EXERCISE
Write out the whole listing again, exactly.
— START OF RECORDS —
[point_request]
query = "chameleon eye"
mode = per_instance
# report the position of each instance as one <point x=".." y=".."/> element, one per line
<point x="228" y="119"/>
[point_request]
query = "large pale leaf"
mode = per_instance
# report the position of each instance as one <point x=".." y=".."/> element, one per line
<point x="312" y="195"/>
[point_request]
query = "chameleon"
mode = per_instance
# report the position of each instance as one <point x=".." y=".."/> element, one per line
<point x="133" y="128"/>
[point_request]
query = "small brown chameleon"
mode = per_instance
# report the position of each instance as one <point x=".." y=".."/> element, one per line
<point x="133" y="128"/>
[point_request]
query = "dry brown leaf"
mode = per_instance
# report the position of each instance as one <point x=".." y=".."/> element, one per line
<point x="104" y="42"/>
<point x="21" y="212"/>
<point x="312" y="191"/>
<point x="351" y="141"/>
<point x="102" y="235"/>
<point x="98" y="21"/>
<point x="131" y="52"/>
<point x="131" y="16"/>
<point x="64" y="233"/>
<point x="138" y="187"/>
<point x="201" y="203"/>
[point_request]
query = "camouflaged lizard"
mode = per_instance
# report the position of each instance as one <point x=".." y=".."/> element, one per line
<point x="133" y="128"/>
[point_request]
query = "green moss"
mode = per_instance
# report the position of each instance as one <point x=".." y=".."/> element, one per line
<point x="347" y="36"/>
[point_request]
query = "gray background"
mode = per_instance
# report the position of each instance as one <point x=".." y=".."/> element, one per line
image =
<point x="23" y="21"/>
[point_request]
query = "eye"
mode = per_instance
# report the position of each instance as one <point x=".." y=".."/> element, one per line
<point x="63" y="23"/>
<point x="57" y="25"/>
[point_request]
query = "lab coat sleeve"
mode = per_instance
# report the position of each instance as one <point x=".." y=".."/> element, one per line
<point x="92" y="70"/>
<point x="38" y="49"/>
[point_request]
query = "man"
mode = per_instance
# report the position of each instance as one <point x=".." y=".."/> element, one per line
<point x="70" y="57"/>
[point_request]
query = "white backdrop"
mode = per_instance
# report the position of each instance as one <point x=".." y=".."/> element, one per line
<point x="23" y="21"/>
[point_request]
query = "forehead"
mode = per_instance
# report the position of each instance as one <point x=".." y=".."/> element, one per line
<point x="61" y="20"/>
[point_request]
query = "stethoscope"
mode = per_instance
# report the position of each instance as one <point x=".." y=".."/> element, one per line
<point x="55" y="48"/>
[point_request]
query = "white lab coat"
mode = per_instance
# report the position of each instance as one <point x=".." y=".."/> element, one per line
— END OF RECORDS —
SOLUTION TO THIS EXERCISE
[point_request]
query = "chameleon eye"
mode = per_instance
# report the position of each instance as one <point x=".." y=".."/> element, one per line
<point x="228" y="119"/>
[point_request]
query = "large pale leaf"
mode = per_instance
# report the position of each instance as one <point x=".." y=".."/> element, one per line
<point x="312" y="195"/>
[point_request]
query = "chameleon"
mode = per_instance
# report the position of each instance as one <point x=".." y=".."/> element, one per line
<point x="133" y="128"/>
[point_request]
query = "small brown chameleon"
mode = per_instance
# report the position of each instance as one <point x=".." y=".."/> element, one per line
<point x="133" y="128"/>
[point_request]
query = "dry brown leaf"
mode = per_instance
# report the position of each instance as one <point x=".." y=".."/> element, one per line
<point x="104" y="42"/>
<point x="21" y="212"/>
<point x="312" y="191"/>
<point x="351" y="141"/>
<point x="102" y="235"/>
<point x="98" y="21"/>
<point x="131" y="52"/>
<point x="131" y="16"/>
<point x="64" y="233"/>
<point x="138" y="187"/>
<point x="201" y="203"/>
[point_request]
query = "camouflaged lizard"
mode = per_instance
# report the position of each instance as one <point x=".." y=".."/> element, one per line
<point x="133" y="128"/>
[point_request]
query = "green moss"
mode = per_instance
# report the position of each instance as one <point x=".." y=".."/> element, one per line
<point x="347" y="36"/>
[point_request]
query = "gray background"
mode = per_instance
# report the position of each instance as one <point x=".." y=".."/> element, one per line
image =
<point x="23" y="21"/>
[point_request]
query = "eye"
mode = per_instance
# report the position of each instance as one <point x=".." y=".."/> element, one per line
<point x="63" y="23"/>
<point x="57" y="25"/>
[point_request]
query = "lab coat sleeve"
mode = per_instance
# report the position of each instance as one <point x=".." y=".."/> element, one per line
<point x="92" y="70"/>
<point x="38" y="49"/>
[point_request]
query = "man"
mode = per_instance
# report the position of each instance as one <point x=".." y=".."/> element, one per line
<point x="70" y="57"/>
[point_request]
query = "white backdrop"
mode = per_instance
# report the position of each instance as one <point x=".." y=".."/> element, one per line
<point x="23" y="21"/>
[point_request]
query = "forehead"
mode = per_instance
# report the position of each instance as one <point x=".." y=".."/> element, one per line
<point x="61" y="20"/>
[point_request]
query = "stethoscope"
mode = per_instance
# report the position of each instance as one <point x=".." y=".."/> element, one per line
<point x="55" y="48"/>
[point_request]
query = "white lab coat"
mode = per_instance
# report the position of each instance as one <point x=".." y=".."/> element, one per line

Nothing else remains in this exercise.